→ **Consigne**
D'après le texte sur la protéine S100B, quelle proportion des scanners le dosage sanguin de cette protéine permet-il d'éviter lors de traumatismes crâniens légers ?

L’examen clinique, indispensable, permet de définir le score de Glasgow. Le scanner cérébral est essentiel pour la détection de lesions intracrâniennes mais ses inconvénients (coût, exposition aux rayons X, disponibilité) ont favorisé le développement de régles de bonnes pratiques telles que la prise en compte d’éléments cliniques complémentaires au score de Glasgow (Canadian CT Head Rule, National Institute for Health and Care Excellence (NICE) Rules, règles pédiatriques du réseau de recherche appliquée en soins d’urgence pédiatriques – PECARN). Parallèlement, s’est développée depuis une trentaine d’années la recherche de biomarqueurs qui pourraient permettre, en association avec les signes cliniques, d’identifier les patients pour lesquels une imagerie n’est pas nécessaire.
La protéine S100B est essentiellement exprimée par les astrocytes.
La protéine S100B est une petite protéine exprimée principalement par les astrocytes, mais également par les oligodendrocytes et les progéniteurs neuronaux. La protéine S100B est présente dans la circulation sanguine après passage de la barrière hématoméningée. Les fonctions physiologiques de la protéine 100B sont à la fois intra et extracellulaires. Elle assure la régulation de la phosphorylation de protéines cytosoliques, permet l’homéostasie du calcium et contrôle la régulation des composants cytosquelettiques et des facteurs de transcription. En tant que facteur extracellulaire, S100B libérée par les astrocytes interagit avec les cellules environnantes (neurones, cellules microgliales et astrocytes eux-mêmes) et module ainsi leurs fonctions physiologiques. L’interaction moléculaire passe par la fixation de la protéine S100B à un récepteur non spécifique (RAGE). L’effet de la protéine S100B libérée par les astrocytes est neuroprotecteur et neurotrophique à faible concentration, mais devient neuroinflammatoire à des concentrations submicromolaires/micromolaires en présence d’une densité cellulaire RAGE relativement élevée, notamment lors d’une libération extracellulaire accrue, par exemple dû à un traumatisme crânien.
Le dosage sanguin de la protéine S100B dans les 3 heures suivant un traumatisme crânien léger doit être utilisé comme un marqueur de tri négatif (exclusion de lesion cérébrale).
Le recours au dosage sanguin de la protéine S100B lors de traumatismes crâniens légers permet d’éviter environ 30 % des scanners. Le dosage de la protéine S100B est aujourd’hui fiable et accessible.

(Lignes répertoriées dans un jeu de données)
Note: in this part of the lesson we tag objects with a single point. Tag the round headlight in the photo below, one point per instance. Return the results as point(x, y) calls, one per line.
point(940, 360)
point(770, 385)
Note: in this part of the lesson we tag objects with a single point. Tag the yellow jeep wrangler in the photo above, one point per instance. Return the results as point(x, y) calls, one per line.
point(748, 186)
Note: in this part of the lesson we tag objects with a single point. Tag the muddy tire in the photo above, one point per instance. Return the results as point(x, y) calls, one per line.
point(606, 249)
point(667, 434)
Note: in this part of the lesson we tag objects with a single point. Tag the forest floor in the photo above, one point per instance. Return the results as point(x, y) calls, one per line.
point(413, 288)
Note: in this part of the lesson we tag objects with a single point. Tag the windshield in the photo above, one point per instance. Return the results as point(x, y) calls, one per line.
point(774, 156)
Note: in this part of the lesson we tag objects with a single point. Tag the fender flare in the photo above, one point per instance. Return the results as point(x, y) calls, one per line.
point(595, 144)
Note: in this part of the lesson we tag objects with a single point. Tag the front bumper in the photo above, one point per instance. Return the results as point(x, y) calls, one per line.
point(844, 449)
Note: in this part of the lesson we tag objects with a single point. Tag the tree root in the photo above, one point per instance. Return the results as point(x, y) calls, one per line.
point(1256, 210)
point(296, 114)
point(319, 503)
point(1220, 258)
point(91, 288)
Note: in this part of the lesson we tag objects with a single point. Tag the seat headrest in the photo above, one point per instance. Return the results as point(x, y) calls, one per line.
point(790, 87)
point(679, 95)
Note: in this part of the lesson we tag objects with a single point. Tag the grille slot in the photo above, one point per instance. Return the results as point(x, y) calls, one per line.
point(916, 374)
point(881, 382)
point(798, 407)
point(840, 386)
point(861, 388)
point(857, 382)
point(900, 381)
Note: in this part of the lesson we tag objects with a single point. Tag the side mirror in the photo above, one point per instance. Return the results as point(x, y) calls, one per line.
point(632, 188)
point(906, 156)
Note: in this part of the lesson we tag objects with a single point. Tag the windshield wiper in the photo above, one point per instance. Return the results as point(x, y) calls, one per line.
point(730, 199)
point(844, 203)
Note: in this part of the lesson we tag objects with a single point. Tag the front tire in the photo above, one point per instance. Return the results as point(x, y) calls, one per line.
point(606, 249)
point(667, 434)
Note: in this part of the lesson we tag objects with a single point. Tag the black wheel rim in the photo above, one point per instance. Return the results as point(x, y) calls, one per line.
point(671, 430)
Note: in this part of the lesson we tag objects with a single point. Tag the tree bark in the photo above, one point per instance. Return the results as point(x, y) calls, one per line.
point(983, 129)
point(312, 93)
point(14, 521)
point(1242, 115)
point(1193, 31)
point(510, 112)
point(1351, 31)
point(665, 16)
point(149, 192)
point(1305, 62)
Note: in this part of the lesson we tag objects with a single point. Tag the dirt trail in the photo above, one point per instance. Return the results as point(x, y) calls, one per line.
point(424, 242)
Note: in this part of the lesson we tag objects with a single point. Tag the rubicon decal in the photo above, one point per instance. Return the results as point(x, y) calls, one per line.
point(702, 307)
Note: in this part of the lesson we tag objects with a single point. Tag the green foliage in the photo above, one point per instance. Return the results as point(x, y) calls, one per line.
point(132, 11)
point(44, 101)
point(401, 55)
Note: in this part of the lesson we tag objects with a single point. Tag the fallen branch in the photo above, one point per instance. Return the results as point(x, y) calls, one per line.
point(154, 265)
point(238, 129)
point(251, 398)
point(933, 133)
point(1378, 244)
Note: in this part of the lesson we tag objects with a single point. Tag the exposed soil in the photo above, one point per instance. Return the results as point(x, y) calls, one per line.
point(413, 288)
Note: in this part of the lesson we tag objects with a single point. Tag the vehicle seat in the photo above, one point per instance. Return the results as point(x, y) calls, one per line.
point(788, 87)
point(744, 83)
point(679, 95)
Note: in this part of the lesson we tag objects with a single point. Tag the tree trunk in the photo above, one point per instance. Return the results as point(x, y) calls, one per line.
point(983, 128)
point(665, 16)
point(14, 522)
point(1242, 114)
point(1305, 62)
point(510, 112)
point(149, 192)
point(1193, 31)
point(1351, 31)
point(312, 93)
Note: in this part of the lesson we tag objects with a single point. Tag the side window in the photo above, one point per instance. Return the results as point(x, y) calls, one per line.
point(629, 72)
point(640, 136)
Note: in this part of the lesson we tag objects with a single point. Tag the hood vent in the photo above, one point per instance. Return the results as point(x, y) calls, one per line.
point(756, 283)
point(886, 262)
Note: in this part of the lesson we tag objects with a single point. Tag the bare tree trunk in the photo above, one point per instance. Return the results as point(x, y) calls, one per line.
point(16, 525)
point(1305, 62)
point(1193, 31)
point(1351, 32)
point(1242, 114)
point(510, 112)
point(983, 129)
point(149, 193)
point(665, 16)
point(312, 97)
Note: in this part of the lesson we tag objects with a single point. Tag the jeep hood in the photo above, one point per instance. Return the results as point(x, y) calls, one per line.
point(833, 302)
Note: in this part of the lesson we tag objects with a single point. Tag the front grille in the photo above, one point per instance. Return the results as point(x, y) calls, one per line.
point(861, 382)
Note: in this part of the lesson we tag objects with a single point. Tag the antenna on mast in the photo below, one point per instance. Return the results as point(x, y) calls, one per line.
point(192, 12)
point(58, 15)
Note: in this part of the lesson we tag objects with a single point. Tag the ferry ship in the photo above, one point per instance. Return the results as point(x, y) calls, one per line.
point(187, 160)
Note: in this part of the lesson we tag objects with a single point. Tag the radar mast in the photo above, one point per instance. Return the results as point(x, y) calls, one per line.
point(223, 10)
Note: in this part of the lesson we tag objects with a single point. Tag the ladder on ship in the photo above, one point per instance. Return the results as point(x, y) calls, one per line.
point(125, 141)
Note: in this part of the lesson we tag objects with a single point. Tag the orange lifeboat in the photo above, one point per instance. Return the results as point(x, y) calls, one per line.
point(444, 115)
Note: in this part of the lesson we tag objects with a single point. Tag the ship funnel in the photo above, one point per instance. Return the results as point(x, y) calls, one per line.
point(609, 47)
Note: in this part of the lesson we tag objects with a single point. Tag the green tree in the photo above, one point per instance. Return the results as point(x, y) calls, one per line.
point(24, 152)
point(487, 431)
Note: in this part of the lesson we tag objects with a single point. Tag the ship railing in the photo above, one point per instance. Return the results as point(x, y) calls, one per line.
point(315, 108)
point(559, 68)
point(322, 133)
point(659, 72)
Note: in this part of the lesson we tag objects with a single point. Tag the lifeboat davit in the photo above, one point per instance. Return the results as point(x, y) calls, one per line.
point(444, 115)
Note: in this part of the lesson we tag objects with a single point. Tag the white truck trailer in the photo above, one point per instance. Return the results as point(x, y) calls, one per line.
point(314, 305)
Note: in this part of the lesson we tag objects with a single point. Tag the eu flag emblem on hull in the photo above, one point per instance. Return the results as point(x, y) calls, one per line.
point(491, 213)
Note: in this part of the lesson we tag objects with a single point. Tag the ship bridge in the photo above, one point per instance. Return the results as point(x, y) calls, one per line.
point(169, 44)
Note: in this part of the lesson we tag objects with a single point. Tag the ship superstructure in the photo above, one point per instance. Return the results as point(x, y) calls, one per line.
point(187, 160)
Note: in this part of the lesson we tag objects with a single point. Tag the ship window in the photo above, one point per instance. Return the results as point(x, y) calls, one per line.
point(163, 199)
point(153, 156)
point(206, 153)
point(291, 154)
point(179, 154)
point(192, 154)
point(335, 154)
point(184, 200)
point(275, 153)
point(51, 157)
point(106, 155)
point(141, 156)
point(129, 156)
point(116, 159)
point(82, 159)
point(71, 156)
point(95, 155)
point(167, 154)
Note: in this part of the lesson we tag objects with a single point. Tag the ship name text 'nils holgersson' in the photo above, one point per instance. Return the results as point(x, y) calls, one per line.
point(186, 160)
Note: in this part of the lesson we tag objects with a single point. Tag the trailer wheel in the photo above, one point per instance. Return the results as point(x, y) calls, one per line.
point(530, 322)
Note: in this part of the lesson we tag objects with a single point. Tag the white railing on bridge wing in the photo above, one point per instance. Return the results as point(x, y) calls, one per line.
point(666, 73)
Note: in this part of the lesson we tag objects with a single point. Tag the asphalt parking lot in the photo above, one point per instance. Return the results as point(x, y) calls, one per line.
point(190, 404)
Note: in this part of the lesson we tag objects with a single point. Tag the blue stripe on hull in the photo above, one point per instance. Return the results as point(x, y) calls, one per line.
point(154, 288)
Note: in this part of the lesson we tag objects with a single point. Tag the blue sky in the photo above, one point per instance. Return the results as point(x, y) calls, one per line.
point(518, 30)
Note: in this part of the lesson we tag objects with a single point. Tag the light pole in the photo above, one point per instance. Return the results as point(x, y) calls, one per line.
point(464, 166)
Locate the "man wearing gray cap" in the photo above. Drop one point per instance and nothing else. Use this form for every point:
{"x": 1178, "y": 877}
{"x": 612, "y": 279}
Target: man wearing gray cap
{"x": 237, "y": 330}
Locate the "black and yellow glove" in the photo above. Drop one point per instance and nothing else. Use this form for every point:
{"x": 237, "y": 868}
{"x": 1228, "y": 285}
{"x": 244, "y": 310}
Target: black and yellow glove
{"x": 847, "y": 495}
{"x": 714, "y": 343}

→ **Réponse**
Environ 30 % des scanners.